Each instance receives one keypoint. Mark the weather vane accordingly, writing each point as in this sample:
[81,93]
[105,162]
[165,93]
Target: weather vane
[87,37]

▬▬▬▬▬▬

Task details> Word for word, restate the material above.

Result of this exercise>
Each instance receives one keypoint. Mark the weather vane accordingly, writing each point as in this sample:
[81,93]
[105,162]
[165,93]
Target: weather vane
[87,37]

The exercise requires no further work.